### Stated goal
Arrange all of the rows below as a numbered list, omitting any blank lines. Leave the pictures out of your answer.

##############################

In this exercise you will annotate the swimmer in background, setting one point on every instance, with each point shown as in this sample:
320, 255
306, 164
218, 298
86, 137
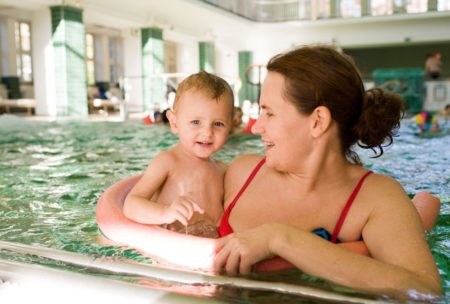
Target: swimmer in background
237, 121
182, 188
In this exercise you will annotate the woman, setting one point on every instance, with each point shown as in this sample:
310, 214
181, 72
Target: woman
314, 109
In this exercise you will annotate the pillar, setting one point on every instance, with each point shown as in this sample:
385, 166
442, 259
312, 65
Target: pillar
152, 50
207, 56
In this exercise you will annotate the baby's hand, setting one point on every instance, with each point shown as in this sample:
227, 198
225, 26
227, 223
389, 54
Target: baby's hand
182, 209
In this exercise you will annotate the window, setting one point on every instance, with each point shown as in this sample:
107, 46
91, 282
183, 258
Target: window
410, 6
90, 63
443, 5
23, 51
350, 8
322, 9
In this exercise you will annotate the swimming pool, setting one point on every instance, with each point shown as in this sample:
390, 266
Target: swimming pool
52, 174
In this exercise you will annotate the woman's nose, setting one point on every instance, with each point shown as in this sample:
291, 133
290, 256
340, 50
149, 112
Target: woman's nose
207, 130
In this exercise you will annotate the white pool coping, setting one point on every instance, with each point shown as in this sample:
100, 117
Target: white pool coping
23, 274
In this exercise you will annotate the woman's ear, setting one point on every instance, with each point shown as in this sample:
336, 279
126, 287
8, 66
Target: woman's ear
172, 121
320, 121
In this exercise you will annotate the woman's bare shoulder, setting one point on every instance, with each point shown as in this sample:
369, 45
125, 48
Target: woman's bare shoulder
244, 163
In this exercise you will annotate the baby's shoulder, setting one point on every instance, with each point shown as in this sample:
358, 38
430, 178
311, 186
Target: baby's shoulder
164, 158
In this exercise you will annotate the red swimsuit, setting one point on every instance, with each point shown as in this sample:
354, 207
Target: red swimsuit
225, 228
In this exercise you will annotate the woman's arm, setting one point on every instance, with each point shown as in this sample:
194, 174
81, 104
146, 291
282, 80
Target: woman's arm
393, 233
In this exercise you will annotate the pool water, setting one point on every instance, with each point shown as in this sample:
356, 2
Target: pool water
53, 173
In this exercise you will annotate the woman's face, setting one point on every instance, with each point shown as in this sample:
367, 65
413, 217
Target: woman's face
284, 131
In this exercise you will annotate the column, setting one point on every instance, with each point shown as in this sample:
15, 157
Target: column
247, 91
8, 60
152, 50
366, 8
335, 8
102, 62
68, 39
432, 5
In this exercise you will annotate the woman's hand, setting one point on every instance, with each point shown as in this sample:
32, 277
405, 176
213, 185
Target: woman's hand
182, 209
237, 252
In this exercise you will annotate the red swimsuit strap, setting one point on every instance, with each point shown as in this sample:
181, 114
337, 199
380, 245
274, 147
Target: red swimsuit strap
225, 227
347, 206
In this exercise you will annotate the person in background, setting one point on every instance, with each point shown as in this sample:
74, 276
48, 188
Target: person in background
182, 188
310, 189
427, 122
433, 65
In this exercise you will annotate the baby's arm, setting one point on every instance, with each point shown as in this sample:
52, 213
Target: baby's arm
138, 205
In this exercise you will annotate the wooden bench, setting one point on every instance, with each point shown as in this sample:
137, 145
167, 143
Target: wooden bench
24, 103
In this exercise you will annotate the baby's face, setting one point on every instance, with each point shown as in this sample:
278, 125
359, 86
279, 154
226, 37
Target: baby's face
202, 123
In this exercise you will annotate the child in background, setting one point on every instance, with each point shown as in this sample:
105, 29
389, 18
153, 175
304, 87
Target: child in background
237, 121
182, 188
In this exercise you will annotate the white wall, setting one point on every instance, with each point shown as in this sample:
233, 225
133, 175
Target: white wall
132, 69
43, 63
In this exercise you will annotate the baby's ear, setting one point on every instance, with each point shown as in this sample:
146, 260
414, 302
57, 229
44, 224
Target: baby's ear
172, 121
320, 120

##############################

### Task answer
1. In this exercise you will annotate the swimmer in background, setting one point on every instance, with each point shown as in this sample:
2. 320, 255
3. 306, 164
4. 218, 298
5. 86, 137
6. Target: swimmer in background
7. 237, 121
8. 182, 188
9. In this exercise you will annotate the woman, setting one point on every instance, with each point shown as in this sample:
10. 310, 214
11. 181, 72
12. Target: woman
13. 314, 109
14. In this exercise you will annotate the pillar, setting one point on every instance, with each point shown as in this sample:
15. 385, 166
16. 442, 259
17. 312, 65
18. Target: pillar
19. 152, 50
20. 207, 56
21. In this exercise you will annotate the baby's hand, setting one point on every instance, with each point shown as in this sample:
22. 227, 198
23. 225, 26
24. 227, 223
25. 389, 54
26. Target: baby's hand
27. 182, 209
28. In this exercise you will annotate the window, setting one point on every instance, with each point shown as in this sample:
29. 107, 46
30. 91, 282
31. 183, 258
32. Target: window
33. 410, 6
34. 90, 63
35. 443, 5
36. 23, 51
37. 350, 8
38. 322, 9
39. In this exercise you will annotate the swimming pool, setting one point on every instance, with each point shown as in this sample:
40. 390, 266
41. Target: swimming pool
42. 52, 174
43. In this exercise you will annotate the woman's nose, setting one point on every instance, with each point shown as in this sample:
44. 291, 133
45. 290, 256
46. 340, 50
47. 149, 112
48. Target: woman's nose
49. 207, 130
50. In this exercise you will annotate the white pool coping, setting one point on every instance, with each point shown as in this sample:
51. 100, 117
52. Target: white pool coping
53. 23, 274
54. In this exercise you will annotate the woman's ear, setting one point on every instance, with each point shown as in this sample:
55. 336, 279
56. 126, 287
57. 8, 66
58. Target: woman's ear
59. 172, 121
60. 320, 121
61. In this exercise you will annotate the woman's bare shoulder, setting one point on every instance, with each point shown as in this sample:
62. 369, 45
63. 125, 48
64. Target: woman's bare shoulder
65. 244, 163
66. In this exercise you will annotate the baby's shoulder, setting one point on every instance, with each point shown as in this sample:
67. 358, 38
68. 430, 178
69. 311, 186
70. Target: baby's shoulder
71. 164, 158
72. In this exercise you will annotate the red swimsuit, setting one point on every instance, with each point shown as in this sample:
73. 354, 207
74. Target: red swimsuit
75. 225, 228
76. In this exercise you will annotate the woman's arm, setting one point on every instance, with each point shown as in this sample:
77. 194, 174
78. 81, 104
79. 146, 291
80. 282, 80
81. Target: woman's arm
82. 393, 233
83. In this exercise you will annotate the pool water, setting one point on every instance, with each point shown as in this sample:
84. 356, 2
85. Target: pool water
86. 53, 173
87. In this exercise you will annotate the woman's face, setting one point on every instance, with each point shown as in this sample:
88. 367, 65
89. 413, 217
90. Target: woman's face
91. 284, 131
92. In this exercise you will annotate the column, setting one point on every instance, with each point shown as in this sample:
93. 15, 157
94. Target: column
95. 247, 91
96. 8, 60
97. 152, 50
98. 366, 8
99. 335, 8
100. 102, 62
101. 68, 39
102. 432, 5
103. In this exercise you will annotate the woman's hand, setting one point on every instance, with each point shown as in this sample:
104. 32, 277
105. 405, 176
106. 213, 185
107. Target: woman's hand
108. 182, 209
109. 237, 252
110. In this exercise you will annotate the red swimsuit strap, setting one point on every instance, with each point shown as in this sample:
111. 181, 114
112. 337, 199
113. 380, 245
114. 274, 147
115. Target: red swimsuit strap
116. 225, 227
117. 347, 206
118. In this exercise you will annotate the person in background, setting one point on every instance, with each point shown as in this sample:
119. 74, 276
120. 48, 188
121. Target: person in background
122. 182, 188
123. 310, 189
124. 427, 122
125. 433, 65
126. In this exercise you will annotate the baby's arm, setting one point on every instance, with each point shown as in this sample:
127. 52, 213
128. Target: baby's arm
129. 138, 205
130. In this exercise you will annotate the wooden bench, setting one point on every instance, with each point shown as in this sample:
131. 137, 145
132. 167, 143
133. Target: wooden bench
134. 24, 103
135. In this exercise you will annotate the baby's face, setting one point on every instance, with each point shown as in this sample:
136. 278, 125
137. 359, 86
138. 279, 154
139. 226, 37
140. Target: baby's face
141. 202, 123
142. In this exercise you will annotate the child in background, setting one point on every instance, with each point shown as in this sample:
143. 105, 29
144. 389, 18
145. 153, 175
146. 304, 87
147. Target: child in background
148. 237, 121
149. 182, 188
150. In this exercise you will annotate the white wall, setting one point on every instance, with each point shown as in this sample:
151. 233, 225
152. 133, 175
153. Target: white wall
154. 132, 69
155. 43, 63
156. In this exercise you will annotate the baby's ear, setting one point on every instance, with each point shown as in this sample:
157. 146, 260
158. 414, 302
159. 57, 229
160. 44, 224
161. Target: baby's ear
162. 172, 121
163. 320, 120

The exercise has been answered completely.